Quand le Putsch d’Alger éclate le 21 avril 1961 je suis un petit garçon qui n’a pas encore cinq ans, car né en juillet 1956. Je n’ai pas un souvenir très net du putsch en tant que tel, mais mon premier souvenir d’enfance remonte à plus tôt : Ma mère pleurant au téléphone après avoir appris de mon père, qu’il venait de sauter en parachute pour porter secours à son frère d’armes Pierre Z blessé et encerclé. L‘opération avait été un franc succès mais ma mère pleurait quand même ! Moi je ne comprenais pas, je ne le fis que bien plus tard mais je ne voyais qu’une chose : Ma maman pleurait !


Rentrée Scolaire 1961





Qu’est-ce qui m’a pris de dire Prisonnier à Fresnes à l’institutrice qui inscrivait soigneusement nos réponses sur un beau cahier d’écolier car nous ne savions pas encore écrire !

C’est la question qui m’a été posée par ma mère, après avoir reçu la convocation chez la Directrice de l’Ecole ! pourtant moi j’avais répondu cela très naturellement parce que c’était vrai ! Il m’a alors été assuré que oui c’était vrai mais qu’il ne fallait pas le dire ! Je suggérai alors dire Officier comme on avait toujours dit ! "Ah non, Officier on ne peut plus le dire !" Ma grande sœur, Corinne conclut le débat : "T'as qu’à dire Militaire en reconversion !"

Ma mère n’eut aucun problème avec la Directrice de l’Ecole rassurée d’apprendre que mon père n’était ni meurtrier ni proxénète ! Ces deux compagnons de cellule l’étaient eux, car le Pouvoir avait interdit tout regroupement d’officiers en cellule, prenant sans nul doute un malin plaisir à les mélanger avec des criminels ! Les humilier un maximum telle était la ligne directrice !


Rabbah : mon harki garde du corps




Il s’appelait Rabbah. C’était un Harki. Il était mon garde du corps. Et moi j’avais 5 ans !
════
Énoncé rédigé 1 ->
Répondez aux questions suivantes sur les souvenirs d'enfance liés au putsch d'Alger :
(a) À quelle date le putsch d'Alger éclate-t-il ?
(b) Quelle formule Corinne propose-t-elle pour conclure le débat ?
(c) Comment s'appelait le harki qui servait de garde du corps ?
════
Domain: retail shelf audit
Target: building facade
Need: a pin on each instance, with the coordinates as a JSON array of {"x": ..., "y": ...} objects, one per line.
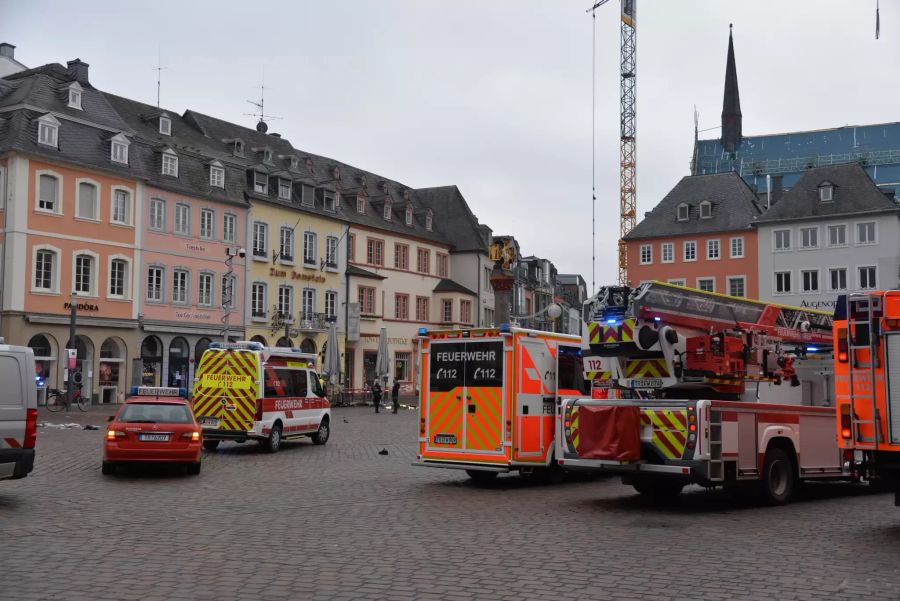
[
  {"x": 71, "y": 209},
  {"x": 699, "y": 236},
  {"x": 832, "y": 233}
]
════
Énoncé rédigé 2 -> Présentez les lignes de l'entrée consacrée à l'audit de rayons sous forme de liste numérotée, sans les lignes vides. Ne reproduisez pas l'image dans votre réponse.

Réponse complète 1 ->
(a) Le 21 avril 1961.
(b) « Militaire en reconversion ».
(c) Rabbah.

Réponse complète 2 ->
1. Domain: retail shelf audit
2. Target: building facade
3. Need: a pin on each instance, with the coordinates as a JSON array of {"x": ..., "y": ...} objects, one per line.
4. [
5.   {"x": 71, "y": 209},
6.   {"x": 699, "y": 236},
7.   {"x": 832, "y": 233}
8. ]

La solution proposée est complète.